*Texte fourni*.
Elle confie avoir eu besoin de temps pour comprendre que rien de tout cela n’était normal. « Ça m’a pris du temps. J’ai réalisé, au fil des années, que tout ce que j’avais vécu plus jeune n’était pas la norme, confie-t-elle. Des coups de feu, c’était normal pour moi. Mais pour mes employés qui viennent de Longueuil ou de Laval, ce n’est pas normal ! »

Cette sinistre introduction pousse les filles à réfléchir aux difficultés auxquelles les femmes des quartiers font face. « C’est plus facile pour un gars de parler de ses struggles que pour une fille. Une fille, elle doit faire face à plus de répercussions qu’un gars », déclare alors Eya sans filtre. Et toutes les filles présentes hochent la tête pour montrer leur approbation à ces propos.

*Exercice proposé 1*.
Réécrivez plus brièvement le paragraphe du texte fourni qui commence par « Cette sinistre introduction », en gardant ses faits principaux.

*Données fournies*.
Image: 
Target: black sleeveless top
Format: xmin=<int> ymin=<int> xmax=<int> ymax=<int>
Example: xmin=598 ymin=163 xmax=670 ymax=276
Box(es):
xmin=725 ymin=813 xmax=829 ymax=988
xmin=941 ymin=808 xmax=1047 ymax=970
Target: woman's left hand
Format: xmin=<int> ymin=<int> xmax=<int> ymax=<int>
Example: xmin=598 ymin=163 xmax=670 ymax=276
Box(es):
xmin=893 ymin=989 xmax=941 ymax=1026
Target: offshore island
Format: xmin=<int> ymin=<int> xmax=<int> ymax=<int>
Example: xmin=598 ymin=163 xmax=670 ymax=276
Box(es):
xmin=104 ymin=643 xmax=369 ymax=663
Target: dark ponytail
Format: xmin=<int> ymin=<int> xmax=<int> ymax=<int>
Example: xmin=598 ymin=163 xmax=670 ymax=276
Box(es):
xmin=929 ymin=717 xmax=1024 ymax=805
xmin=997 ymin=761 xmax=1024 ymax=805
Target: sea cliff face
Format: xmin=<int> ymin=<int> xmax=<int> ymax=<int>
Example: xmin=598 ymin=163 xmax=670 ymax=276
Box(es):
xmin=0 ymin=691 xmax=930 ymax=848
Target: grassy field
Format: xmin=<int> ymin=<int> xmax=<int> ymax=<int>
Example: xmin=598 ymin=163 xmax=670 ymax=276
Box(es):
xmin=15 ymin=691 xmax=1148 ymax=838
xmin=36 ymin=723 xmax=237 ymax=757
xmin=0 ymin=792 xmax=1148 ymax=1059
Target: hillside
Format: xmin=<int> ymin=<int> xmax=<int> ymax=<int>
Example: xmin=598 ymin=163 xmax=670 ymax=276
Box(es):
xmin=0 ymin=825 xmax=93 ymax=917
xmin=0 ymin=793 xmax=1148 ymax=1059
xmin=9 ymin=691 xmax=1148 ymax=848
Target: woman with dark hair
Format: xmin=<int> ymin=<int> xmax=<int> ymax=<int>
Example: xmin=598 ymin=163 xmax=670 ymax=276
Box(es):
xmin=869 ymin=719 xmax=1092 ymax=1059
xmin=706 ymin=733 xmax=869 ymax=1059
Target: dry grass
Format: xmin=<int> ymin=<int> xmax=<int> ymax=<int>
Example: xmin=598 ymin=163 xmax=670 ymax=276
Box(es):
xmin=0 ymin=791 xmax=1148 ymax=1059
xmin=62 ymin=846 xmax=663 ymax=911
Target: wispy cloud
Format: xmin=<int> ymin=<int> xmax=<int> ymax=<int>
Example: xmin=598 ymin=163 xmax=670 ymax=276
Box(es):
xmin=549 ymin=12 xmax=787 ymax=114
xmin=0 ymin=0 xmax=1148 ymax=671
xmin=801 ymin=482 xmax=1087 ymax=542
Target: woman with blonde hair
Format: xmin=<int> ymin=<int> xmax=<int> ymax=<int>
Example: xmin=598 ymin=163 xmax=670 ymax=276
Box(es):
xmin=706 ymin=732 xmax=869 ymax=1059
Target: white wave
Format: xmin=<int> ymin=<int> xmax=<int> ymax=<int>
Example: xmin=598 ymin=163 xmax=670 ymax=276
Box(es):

*Exercice proposé 2*.
Recopiez le passage de la liste qui va de la ligne contenant « Target: woman with blonde hair » jusqu'à la fin de la liste, ces deux bornes comprises et consignes incluses. Multipliez par 1,05 chaque coordonnée des boîtes de réponse, sans toucher aux consignes ni aux modèles de format, et arrondissez à l'entier, les demies vers le haut.

*Bonne réponse 1*.
Cette sinistre introduction amène les filles à réfléchir aux difficultés des femmes des quartiers. Selon Eya, un gars parle plus facilement de ses difficultés qu'une fille, qui subit davantage de répercussions. Toutes les filles présentes approuvent d'un hochement de tête.

*Bonne réponse 2*.
Target: woman with blonde hair
Format: xmin=<int> ymin=<int> xmax=<int> ymax=<int>
Example: xmin=598 ymin=163 xmax=670 ymax=276
Box(es):
xmin=741 ymin=769 xmax=912 ymax=1112
Target: white wave
Format: xmin=<int> ymin=<int> xmax=<int> ymax=<int>
Example: xmin=598 ymin=163 xmax=670 ymax=276
Box(es):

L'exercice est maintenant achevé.